— Start RECORDS TO PROCESS —

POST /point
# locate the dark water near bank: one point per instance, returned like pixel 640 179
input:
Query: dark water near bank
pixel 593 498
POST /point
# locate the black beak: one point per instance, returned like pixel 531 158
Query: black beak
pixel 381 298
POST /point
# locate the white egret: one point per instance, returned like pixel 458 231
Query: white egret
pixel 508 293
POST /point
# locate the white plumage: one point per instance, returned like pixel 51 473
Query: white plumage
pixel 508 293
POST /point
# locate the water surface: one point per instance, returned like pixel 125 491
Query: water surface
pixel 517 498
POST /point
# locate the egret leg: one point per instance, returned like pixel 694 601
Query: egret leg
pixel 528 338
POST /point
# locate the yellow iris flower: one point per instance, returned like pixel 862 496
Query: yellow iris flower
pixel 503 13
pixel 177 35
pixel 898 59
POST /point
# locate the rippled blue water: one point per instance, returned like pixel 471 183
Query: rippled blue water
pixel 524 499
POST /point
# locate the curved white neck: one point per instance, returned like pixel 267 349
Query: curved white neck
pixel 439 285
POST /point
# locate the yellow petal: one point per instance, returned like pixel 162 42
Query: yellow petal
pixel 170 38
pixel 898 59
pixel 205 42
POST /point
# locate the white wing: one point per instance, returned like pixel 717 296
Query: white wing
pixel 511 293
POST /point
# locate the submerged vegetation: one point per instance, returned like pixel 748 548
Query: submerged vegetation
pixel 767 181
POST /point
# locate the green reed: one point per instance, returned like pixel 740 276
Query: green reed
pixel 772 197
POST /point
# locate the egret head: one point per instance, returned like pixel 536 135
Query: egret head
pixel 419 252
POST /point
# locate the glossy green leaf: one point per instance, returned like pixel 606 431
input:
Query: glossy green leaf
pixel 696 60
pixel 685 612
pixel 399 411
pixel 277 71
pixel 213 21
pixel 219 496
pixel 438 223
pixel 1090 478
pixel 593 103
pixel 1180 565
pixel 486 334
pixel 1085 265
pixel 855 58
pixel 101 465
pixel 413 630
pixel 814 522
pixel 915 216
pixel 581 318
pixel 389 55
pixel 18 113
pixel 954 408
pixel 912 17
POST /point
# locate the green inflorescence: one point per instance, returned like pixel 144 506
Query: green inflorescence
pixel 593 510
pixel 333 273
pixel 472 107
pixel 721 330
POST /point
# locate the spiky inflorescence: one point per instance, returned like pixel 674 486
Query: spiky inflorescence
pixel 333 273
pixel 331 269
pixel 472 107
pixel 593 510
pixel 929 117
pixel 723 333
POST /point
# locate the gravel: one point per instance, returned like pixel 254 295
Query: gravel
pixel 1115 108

— End RECORDS TO PROCESS —

■ INSTRUCTIONS TO FOLLOW ■
Reproduce the rows verbatim, starting with the very first line and continuing through the line containing "pixel 419 252", with that line included.

■ ANSWER TO THE EXERCISE ■
POST /point
# locate the dark water near bank: one point per instance, returned like pixel 640 179
input:
Query: dark water near bank
pixel 593 498
POST /point
# locate the black beak: one point per instance, returned like pixel 531 158
Query: black beak
pixel 381 298
POST /point
# locate the white egret: one point per instance, returned like pixel 458 231
Query: white egret
pixel 508 293
POST /point
# locate the white plumage: one point per instance, returned like pixel 51 473
Query: white plumage
pixel 508 293
POST /point
# locate the water surface: one point per instance, returned like pixel 125 491
Query: water surface
pixel 517 498
POST /point
# locate the egret leg: one point per instance, returned like pixel 694 601
Query: egret leg
pixel 528 338
POST /point
# locate the yellow iris flower: one point per instance, returned like pixel 862 496
Query: yellow iris flower
pixel 503 13
pixel 177 35
pixel 898 59
POST /point
# locate the rippled blue water: one point per instance, returned like pixel 471 183
Query: rippled blue water
pixel 524 499
POST /point
# locate the curved white neck: one point per instance, returned like pixel 267 349
Query: curved white neck
pixel 439 285
POST /point
# locate the yellow petal: one point per instance, returned like pixel 162 42
Query: yellow petal
pixel 170 38
pixel 898 59
pixel 205 42
POST /point
# locate the white wing: one point per instance, returned like pixel 717 296
Query: white wing
pixel 511 293
POST /point
# locate the submerged vegetation: one point per instance, returned like pixel 748 548
Query: submerged vegetation
pixel 767 181
POST /point
# locate the green reed: one point per instance, returned like pixel 740 276
Query: green reed
pixel 772 197
POST /point
# locate the egret head: one point per instance, returned like pixel 536 135
Query: egret head
pixel 419 252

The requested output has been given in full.